*Trecho*.
══════════

Eis um resumo do que disseram quatro brasilianistas norte-americanos à coluna sobre a recente escalada de tensão entre as duas maiores democracias das Américas.

"Está claro que quando Donald Trump lança uma iniciativa como essa, esse é o começo e não o fim desta história", afirma Tom Shannon, ex-embaixador dos EUA no Brasil e ex-subsecretário de Estado para o Hemisfério Ocidental

Shannon se refere à sequência de atos de Washington que atingiram o Brasil em julho. No dia 9, Trump anunciou tarifas de 50% aos produtos do país. No dia 15, o representante comercial dos EUA, USTR, na sigla em inglês, abriu investigação contra o Brasil por supostas práticas desleais de comércio.

No dia 18, o Departamento de Estado impôs restrição de entrada nos EUA ao ministro do Supremo Tribunal Federal Alexandre de Moraes e a "seus aliados na Corte". Embora o órgão diplomático não divulgue, a punição se estendeu a outros sete ministros do STF e ao Procurador Geral da República Paulo Gonet, conforme apurou a coluna.

"Se por um lado este era um conflito que parecia fadado a acontecer, pelas posições políticas dos presidentes, pelo choque cultural entre as diferenças de interpretação sobre liberdade de expressão nos dois países e pelos aliados e desafetos de cada lado, ainda assim surpreende ver Trump impor uma tarifa de 50% ao Brasil", afirma Nick Zimmerman, consultor da Dinámica Americas e ex-Diretor do Conselho de Segurança Nacional da Casa Branca para Assuntos do Brasil e do Cone Sul.

Na prática, a cifra da taxação deve inviabilizar, ao menos temporariamente, cadeias produtivas inteiras nos dois países. E essa não é a única surpresa na atitude.

diplomático e comercial, contra aliados ou adversários. Mas o que ele fez com o Brasil é sem precedentes pelo que exige. É a primeira vez que Trump quer que o Executivo de um país interfira no funcionamento do Judiciário desse mesmo país", diz Will Freeman, pesquisador de América Latina do Council on Foreign Relations.

O aspecto que Freeman chama a atenção é o mesmo salientado pela revista britânica The Economist em um artigo de opinião na semana passada.

O semanário argumenta que "desde o fim da Guerra Fria", os EUA "raramente" interferiram "tão profundamente" em um país latino-americano como Trump tem tentado fazer com a taxa de 50% direcionadas ao Brasil

Mas o que levou Trump a tal movimento?

══════════

*Dados fornecidos*.
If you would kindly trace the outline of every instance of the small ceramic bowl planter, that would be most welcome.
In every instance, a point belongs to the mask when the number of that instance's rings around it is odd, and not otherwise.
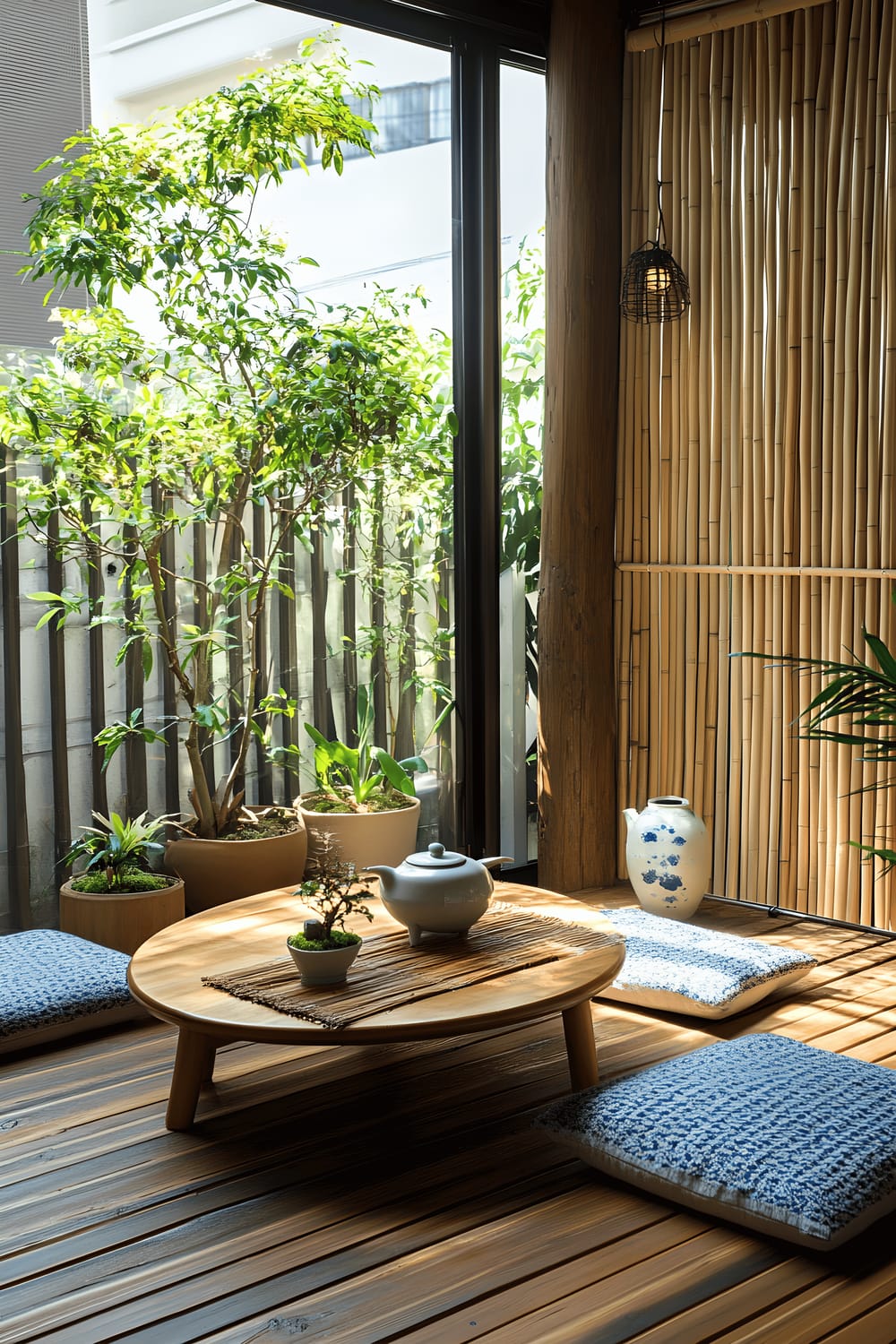
[[[286,939],[286,950],[296,962],[296,969],[304,985],[340,985],[348,977],[348,968],[361,950],[361,939],[345,943],[343,948],[326,948],[313,952],[310,948],[294,948]]]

══════════

*Tarefas a realizar*.
1. Responda, com base no trecho sobre a tensão entre os EUA e o Brasil:
(a) Em que dia de julho Trump anunciou tarifas de 50% aos produtos brasileiros?
(b) Quem é o ex-embaixador dos EUA no Brasil ouvido pela coluna?
(c) Qual revista britânica publicou um artigo de opinião sobre o assunto na semana passada?
2. Transcreva do trecho sobre a tensão entre os EUA e o Brasil a passagem que começa em "Na prática, a" e segue até "on Foreign Relations.".
3. Escreva a continuação do texto sobre a tensão entre os EUA e o Brasil a partir do ponto em que ele termina.

*Respostas das tarefas*.
1.
(a) No dia 9.
(b) Tom Shannon.
(c) The Economist.

2.
Na prática, a cifra da taxação deve inviabilizar, ao menos temporariamente, cadeias produtivas inteiras nos dois países. E essa não é a única surpresa na atitude.

diplomático e comercial, contra aliados ou adversários. Mas o que ele fez com o Brasil é sem precedentes pelo que exige. É a primeira vez que Trump quer que o Executivo de um país interfira no funcionamento do Judiciário desse mesmo país", diz Will Freeman, pesquisador de América Latina do Council on Foreign Relations.

3.
Aqui, os especialistas divergem. "A causa 1,2,3 e 4 são o processo de Jair Bolsonaro e os paralelos que Trump enxerga com a própria história dele. O Bolsonaro é um espelho no qual o Trump se vê", diz Brian Winter, vice-presidente executivo da Americas Society e do Conselho das Américas.

Assim como Bolsonaro, Trump também desacreditou o processo eleitoral e acusou fraudes sem provas. Ambos não aceitaram a derrota de seu projeto de reeleição e radicalizaram suas bases, a ponto que uma massa de apoiadores insatisfeitos atacasse o centro do poder em cada um dos países.

Nos EUA, foi no Capitólio, em 6 de janeiro de 2021. No Brasil, na praça dos Três Poderes, em 8 de janeiro de 2023. O que se seguiu para ambos foi o ocaso político e a abertura de processos judiciais.

Nos EUA, esse procedimento demorou tempo a bastante para que Trump voltasse a disputar e vencer uma eleição antes de um veredicto. Em seu primeiro dia no cargo, ele anistiou integralmente todos os condenados pelos atos no Capitólio.

Já Bolsonaro parece fadado a um destino diferente, já que deve ir a julgamento até o fim do ano.

Desde o dia 8 de julho, quando Trump postou pela primeira vez nas redes sociais uma declaração que qualificava como "caça às bruxas" o processo judicial contra o ex-presidente brasileiro Jair Bolsonaro, ele próprio ou sua administração já repetiram a ideia de perseguição política contra o aliado mais de uma dezena de vezes. Uma delas na carta de tarifas, como justificativa à medida.

"Agora é 100% sobre Bolsonaro", diz Shannon, que prossegue: "ele já colocou tarifa no aço e não tem dificuldade em disparar ameaças aos BRICS, não acho que ele deixaria de citar se fosse esse o caso", afirma o embaixador dos EUA.

De fato, embora tenha imposto tarifas na China e ameaçado a Rússia com 100% de taxa, em nenhum dos dois casos o BRICS foi seu motivador. Na semana passada, aliás, Trump anunciou um acordo comercial com um dos novos integrantes do bloco, a Indonésia, e as negociações com a Índia, membro original do grupo, estão avançando.

Para Zimmerman, porém, Jair Bolsonaro é apenas uma parte da história. "Não existe uma motivação primordial, até porque o Trump muda de prioridades com constância", afirma o analista.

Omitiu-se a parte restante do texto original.